▶ [Requirements]
Lay out every line of the entries below as a numbered list, skipping any blank lines and omitting the pictures.

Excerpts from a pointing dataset
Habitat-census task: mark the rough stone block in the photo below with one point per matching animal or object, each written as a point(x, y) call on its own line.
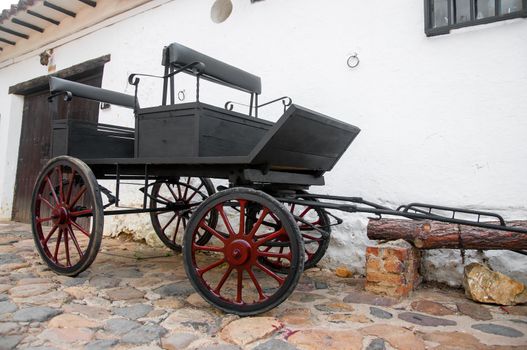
point(392, 269)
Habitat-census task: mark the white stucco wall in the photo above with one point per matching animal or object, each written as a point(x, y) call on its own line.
point(443, 119)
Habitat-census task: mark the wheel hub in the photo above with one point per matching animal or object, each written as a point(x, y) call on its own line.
point(238, 252)
point(60, 215)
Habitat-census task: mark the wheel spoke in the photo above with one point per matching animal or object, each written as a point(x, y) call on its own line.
point(186, 189)
point(241, 230)
point(41, 220)
point(256, 284)
point(239, 289)
point(212, 231)
point(210, 267)
point(51, 232)
point(207, 248)
point(270, 236)
point(167, 201)
point(77, 197)
point(226, 221)
point(81, 213)
point(61, 192)
point(54, 194)
point(305, 212)
point(179, 190)
point(195, 192)
point(75, 242)
point(279, 279)
point(258, 223)
point(176, 229)
point(318, 239)
point(70, 187)
point(78, 227)
point(223, 279)
point(67, 248)
point(55, 255)
point(167, 184)
point(46, 202)
point(169, 222)
point(279, 255)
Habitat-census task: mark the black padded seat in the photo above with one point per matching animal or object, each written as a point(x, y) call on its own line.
point(179, 56)
point(90, 92)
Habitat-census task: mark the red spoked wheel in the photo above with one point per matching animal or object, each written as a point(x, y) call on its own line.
point(67, 215)
point(227, 270)
point(310, 220)
point(187, 191)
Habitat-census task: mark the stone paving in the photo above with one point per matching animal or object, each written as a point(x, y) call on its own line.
point(138, 297)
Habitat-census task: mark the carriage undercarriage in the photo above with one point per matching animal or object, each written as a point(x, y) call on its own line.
point(244, 245)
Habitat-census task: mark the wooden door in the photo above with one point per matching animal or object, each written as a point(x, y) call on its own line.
point(35, 138)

▶ [Result]
1. Habitat-census task: mark the rough stone block in the photo below with one point per matching animal or object, each written as a point(x, y) call on its own line.
2. point(392, 269)
3. Habitat-census task: mark the white stucco wall in the photo above with one point per matching animal or object, each written as a point(x, y) call on its own line.
4. point(443, 119)
5. Habitat-census task: mark the wheel hub in the photo above with one point per matching animal or object, each written as a point(x, y) call on its own line.
6. point(238, 252)
7. point(60, 215)
8. Habitat-census task: mark the wheel spoke in the photo above with one point per matching animal or object, each written as a point(x, y) call on its own line.
9. point(186, 189)
10. point(241, 230)
11. point(41, 220)
12. point(256, 284)
13. point(239, 289)
14. point(212, 231)
15. point(210, 267)
16. point(51, 232)
17. point(207, 248)
18. point(270, 236)
19. point(167, 201)
20. point(77, 197)
21. point(226, 221)
22. point(81, 213)
23. point(61, 192)
24. point(54, 194)
25. point(305, 212)
26. point(179, 190)
27. point(195, 192)
28. point(75, 242)
29. point(279, 279)
30. point(258, 223)
31. point(176, 229)
32. point(318, 239)
33. point(70, 187)
34. point(78, 227)
35. point(223, 279)
36. point(67, 248)
37. point(55, 255)
38. point(167, 184)
39. point(46, 202)
40. point(169, 222)
41. point(279, 255)
42. Habitat-census task: mark the black padded seat in the photo above with one point per matching animal or object, each written as a point(x, y) call on its own line.
43. point(179, 56)
44. point(90, 92)
45. Habitat-census task: mark the red spoked wheel in the photo above with one point per matching animal or object, each written as a point(x, y) call on its own line.
46. point(67, 215)
47. point(227, 270)
48. point(310, 220)
49. point(187, 191)
50. Habitat-census task: mark the stone paving in the photo above with one point per matching animal or object, each written as a point(x, y) call on its own line.
51. point(138, 297)
52. Habitat-census task: mark the carriage undercarriage in the photo above with one point per matching animal or object, each written as a point(x, y) call on its own line.
53. point(244, 245)
54. Habitat-census task: mark the wooden door in the photo above with one point per matching animal or object, each written as a point(x, y) call on its own line.
55. point(35, 138)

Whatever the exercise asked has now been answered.